# Given information start
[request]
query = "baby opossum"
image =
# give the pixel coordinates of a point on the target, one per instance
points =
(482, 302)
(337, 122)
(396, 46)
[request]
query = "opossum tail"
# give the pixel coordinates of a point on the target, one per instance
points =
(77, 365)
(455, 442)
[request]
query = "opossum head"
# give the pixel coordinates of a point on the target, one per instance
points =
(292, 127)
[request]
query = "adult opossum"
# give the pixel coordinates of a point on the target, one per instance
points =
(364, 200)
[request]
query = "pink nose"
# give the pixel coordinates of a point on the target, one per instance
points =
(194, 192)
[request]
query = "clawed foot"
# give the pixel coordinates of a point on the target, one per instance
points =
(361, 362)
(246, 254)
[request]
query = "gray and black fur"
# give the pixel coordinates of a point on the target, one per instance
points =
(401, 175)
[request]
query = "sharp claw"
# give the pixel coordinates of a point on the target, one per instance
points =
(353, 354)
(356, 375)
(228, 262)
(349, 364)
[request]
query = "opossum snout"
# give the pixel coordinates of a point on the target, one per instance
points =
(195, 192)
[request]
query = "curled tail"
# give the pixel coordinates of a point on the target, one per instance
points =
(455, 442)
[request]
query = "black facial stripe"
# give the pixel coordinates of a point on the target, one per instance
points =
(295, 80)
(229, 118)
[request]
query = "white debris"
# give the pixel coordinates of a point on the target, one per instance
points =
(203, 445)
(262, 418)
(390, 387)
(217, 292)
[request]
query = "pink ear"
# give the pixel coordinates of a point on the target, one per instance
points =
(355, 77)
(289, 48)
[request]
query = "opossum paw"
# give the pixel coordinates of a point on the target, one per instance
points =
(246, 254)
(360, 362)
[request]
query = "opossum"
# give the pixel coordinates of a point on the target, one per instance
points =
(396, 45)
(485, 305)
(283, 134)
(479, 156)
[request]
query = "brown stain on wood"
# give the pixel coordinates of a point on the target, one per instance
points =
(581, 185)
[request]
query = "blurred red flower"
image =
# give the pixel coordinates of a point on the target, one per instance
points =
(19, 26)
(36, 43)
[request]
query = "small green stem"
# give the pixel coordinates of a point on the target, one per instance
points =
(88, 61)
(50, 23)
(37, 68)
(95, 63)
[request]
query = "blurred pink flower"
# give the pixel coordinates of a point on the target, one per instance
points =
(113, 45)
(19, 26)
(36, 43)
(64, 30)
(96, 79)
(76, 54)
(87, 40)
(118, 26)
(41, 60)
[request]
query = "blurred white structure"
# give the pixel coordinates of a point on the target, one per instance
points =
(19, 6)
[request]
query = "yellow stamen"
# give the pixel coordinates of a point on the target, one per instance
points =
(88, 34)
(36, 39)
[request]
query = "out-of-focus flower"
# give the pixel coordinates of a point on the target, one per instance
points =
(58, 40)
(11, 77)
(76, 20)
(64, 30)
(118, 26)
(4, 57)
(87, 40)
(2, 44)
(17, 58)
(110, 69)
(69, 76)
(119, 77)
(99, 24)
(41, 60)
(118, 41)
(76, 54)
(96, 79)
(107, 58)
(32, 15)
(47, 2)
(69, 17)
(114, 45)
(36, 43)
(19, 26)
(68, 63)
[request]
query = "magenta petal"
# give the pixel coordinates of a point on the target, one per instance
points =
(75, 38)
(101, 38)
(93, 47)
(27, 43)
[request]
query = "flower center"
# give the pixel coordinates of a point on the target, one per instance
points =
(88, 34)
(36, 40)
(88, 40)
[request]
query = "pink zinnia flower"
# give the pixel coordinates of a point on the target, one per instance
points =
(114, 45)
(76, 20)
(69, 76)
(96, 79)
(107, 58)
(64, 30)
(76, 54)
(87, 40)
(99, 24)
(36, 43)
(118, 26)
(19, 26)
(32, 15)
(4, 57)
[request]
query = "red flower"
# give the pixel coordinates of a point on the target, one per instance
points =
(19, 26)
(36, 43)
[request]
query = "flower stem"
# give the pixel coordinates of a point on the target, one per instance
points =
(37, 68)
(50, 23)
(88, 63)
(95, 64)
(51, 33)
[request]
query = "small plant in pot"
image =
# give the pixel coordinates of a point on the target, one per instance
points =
# Given information end
• What is asked
Your task is to reproduce all of the records exactly.

• Task answer
[request]
query = "baby opossum"
image =
# give the pixel coordinates of a point on the target, one per instance
points =
(482, 302)
(337, 122)
(396, 46)
[request]
query = "opossum tail"
# give the pixel coordinates of a point on the target, one per instance
points =
(77, 365)
(455, 442)
[request]
query = "opossum head"
# give the pixel coordinates of a point on the target, one per instance
points =
(292, 127)
[request]
query = "adult opossum"
# give the pixel coordinates of a point on the target, one per instance
points =
(364, 200)
[request]
query = "pink nose"
# give the pixel coordinates of a point on the target, one per instance
points =
(194, 192)
[request]
query = "clawed foot"
# give the pixel coordinates of a point on the target, one per instance
points =
(361, 362)
(246, 254)
[request]
query = "gray and black fur"
# give the pixel coordinates of a point on the target, one per instance
points =
(401, 175)
[request]
query = "sharp claw"
# give the pixel coordinates of a point on the target, one per instance
points =
(353, 354)
(356, 375)
(228, 262)
(349, 364)
[request]
query = "opossum snout"
# give the pixel coordinates of a point on the target, one per instance
points =
(195, 192)
[request]
query = "curled tail"
# give the pixel coordinates of a point on the target, one per instance
points =
(455, 442)
[request]
query = "black facial stripe"
# give the pixel coordinates of a point on the target, one per instance
points =
(295, 80)
(229, 118)
[request]
query = "white debris"
# give the pixel coordinates of a point on the target, one per instance
points =
(203, 445)
(262, 418)
(390, 387)
(217, 292)
[request]
query = "pink ear"
# give the pixel coordinates of a point on the target, one per instance
points =
(355, 77)
(289, 48)
[request]
query = "opossum paw"
# give the pixel coordinates of a point on the target, one per instance
points =
(246, 254)
(360, 362)
[request]
query = "opossum"
# give the pixel coordinates of a point on the target, one per instance
points =
(396, 45)
(485, 305)
(283, 134)
(479, 156)
[request]
query = "brown stain on wood"
# give the pixel coordinates of a point on the target, one per instance
points =
(581, 185)
[request]
query = "blurred red flower"
image =
# give the pixel coordinates of a point on the target, one per instance
points =
(19, 26)
(36, 43)
[request]
query = "small green stem"
# give the pixel coordinates of a point on the target, one per instance
points =
(88, 61)
(50, 23)
(37, 68)
(95, 63)
[request]
query = "blurred pink flower"
# give the pixel coordinates of a point on the target, one per instance
points =
(113, 45)
(19, 26)
(36, 43)
(64, 30)
(96, 79)
(76, 54)
(87, 40)
(118, 26)
(41, 60)
[request]
query = "blurred white structure"
# give the pixel coordinates of a point on the target, one per instance
points =
(19, 6)
[request]
query = "yellow stamen"
# give the pixel coordinates of a point on the target, one per instance
points =
(88, 34)
(36, 39)
[request]
query = "out-of-focus flower"
# give the pixel coordinates of a point on the target, one per instance
points =
(58, 40)
(11, 77)
(76, 20)
(64, 30)
(118, 26)
(4, 57)
(87, 40)
(2, 44)
(17, 58)
(110, 69)
(69, 76)
(119, 77)
(99, 24)
(41, 60)
(118, 41)
(76, 54)
(96, 79)
(107, 58)
(32, 15)
(47, 2)
(69, 17)
(114, 45)
(36, 43)
(19, 26)
(68, 63)
[request]
query = "magenta petal"
# give the pixel coordinates of a point on the target, one per instance
points =
(75, 38)
(101, 38)
(93, 47)
(27, 43)
[request]
query = "flower center"
# give the pixel coordinates of a point on the target, one per instance
points =
(88, 34)
(36, 40)
(88, 40)
[request]
query = "pink zinnia flower"
# give the pixel coordinates of a point on the target, one per instance
points =
(114, 45)
(76, 20)
(69, 76)
(96, 79)
(107, 58)
(64, 30)
(76, 54)
(87, 40)
(99, 24)
(36, 43)
(118, 26)
(19, 26)
(32, 15)
(4, 57)
[request]
query = "red flower"
# give the pixel coordinates of a point on the target, one per instance
points =
(19, 26)
(36, 43)
[request]
query = "flower stem"
# give the pixel coordinates of a point on the target, one per instance
points =
(37, 68)
(50, 23)
(88, 63)
(95, 64)
(51, 33)
[request]
query = "small plant in pot"
image =
# give the pixel coordinates of a point on the target, one per instance
points =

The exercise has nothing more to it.